**Provided passage**
TLDR
At my first product job, I learned that an acute focus on three things is critical to cause a switch for customers:
(a) who makes the “buy” decision and what are their goals.
(b) what are the forces in support of your offering
(c) what are the forces working against your offering
Back in 2012, I was in my first ever product job at Unbxd. I was learning the ropes, figuring it out on the job, making a lot of mistakes, failing, questioning, reflecting all at the same time. Heres the journey of discovering what really motivated the buyer to solve a problem.
The Problem
E-commerce sites and online retailers must help users find what they are looking for on the site. Without a search feature, visitors would not find what they were looking for and the sites would not make any money. Unbxd provides a plug-and-play e-commerce search. With a few APIs, e-commerce sites can transform the quality of their search results. Good search results help increase click-throughs, which increase orders placed.
Searching through a large product catalog is a difficult problem. Simply looking for string matches in the database does not provide high relevance results. For example, if a visitor searches for “Brown Shoe”, should the search results show products that are brown or shoes or “brown shoe”. What if there are no brown shoes, should it show other brown products or other shoes or nothing.

Entries from a pointing dataset
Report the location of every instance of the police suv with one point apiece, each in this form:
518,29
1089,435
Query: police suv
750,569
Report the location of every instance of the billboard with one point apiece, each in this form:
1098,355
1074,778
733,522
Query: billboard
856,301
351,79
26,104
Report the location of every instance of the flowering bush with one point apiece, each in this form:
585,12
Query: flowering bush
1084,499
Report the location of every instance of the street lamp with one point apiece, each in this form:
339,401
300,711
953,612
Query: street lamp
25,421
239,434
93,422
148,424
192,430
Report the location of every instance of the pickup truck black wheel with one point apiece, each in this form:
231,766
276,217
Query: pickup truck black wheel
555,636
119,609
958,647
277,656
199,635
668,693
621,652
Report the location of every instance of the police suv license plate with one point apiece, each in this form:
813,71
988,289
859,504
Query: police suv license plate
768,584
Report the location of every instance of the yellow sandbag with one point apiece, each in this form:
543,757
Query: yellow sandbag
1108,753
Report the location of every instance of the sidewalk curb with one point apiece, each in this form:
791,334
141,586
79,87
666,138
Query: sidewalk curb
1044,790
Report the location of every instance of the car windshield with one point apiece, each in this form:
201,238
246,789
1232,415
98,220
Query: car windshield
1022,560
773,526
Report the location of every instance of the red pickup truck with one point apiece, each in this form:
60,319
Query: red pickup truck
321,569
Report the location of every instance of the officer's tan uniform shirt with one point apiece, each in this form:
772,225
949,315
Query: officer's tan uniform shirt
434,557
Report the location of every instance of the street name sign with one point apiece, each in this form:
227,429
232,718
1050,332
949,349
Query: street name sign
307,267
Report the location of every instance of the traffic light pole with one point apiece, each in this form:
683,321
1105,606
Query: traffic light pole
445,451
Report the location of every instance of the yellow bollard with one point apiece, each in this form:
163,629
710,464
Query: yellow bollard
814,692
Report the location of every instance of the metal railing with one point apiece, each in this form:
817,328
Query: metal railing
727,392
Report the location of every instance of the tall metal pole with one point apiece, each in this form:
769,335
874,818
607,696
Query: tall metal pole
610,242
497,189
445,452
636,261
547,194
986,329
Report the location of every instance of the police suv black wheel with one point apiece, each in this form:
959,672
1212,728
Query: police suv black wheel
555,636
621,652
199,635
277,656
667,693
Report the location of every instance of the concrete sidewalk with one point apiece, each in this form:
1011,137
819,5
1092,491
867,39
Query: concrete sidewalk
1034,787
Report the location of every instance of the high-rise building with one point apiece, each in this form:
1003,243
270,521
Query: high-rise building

**Exercise prompt**
Reproduce the passage about e-commerce search verbatim, starting at "(b) what are" and ending at "increase orders placed.".

**Solution to this exercise**
(b) what are the forces in support of your offering
(c) what are the forces working against your offering
Back in 2012, I was in my first ever product job at Unbxd. I was learning the ropes, figuring it out on the job, making a lot of mistakes, failing, questioning, reflecting all at the same time. Heres the journey of discovering what really motivated the buyer to solve a problem.
The Problem
E-commerce sites and online retailers must help users find what they are looking for on the site. Without a search feature, visitors would not find what they were looking for and the sites would not make any money. Unbxd provides a plug-and-play e-commerce search. With a few APIs, e-commerce sites can transform the quality of their search results. Good search results help increase click-throughs, which increase orders placed.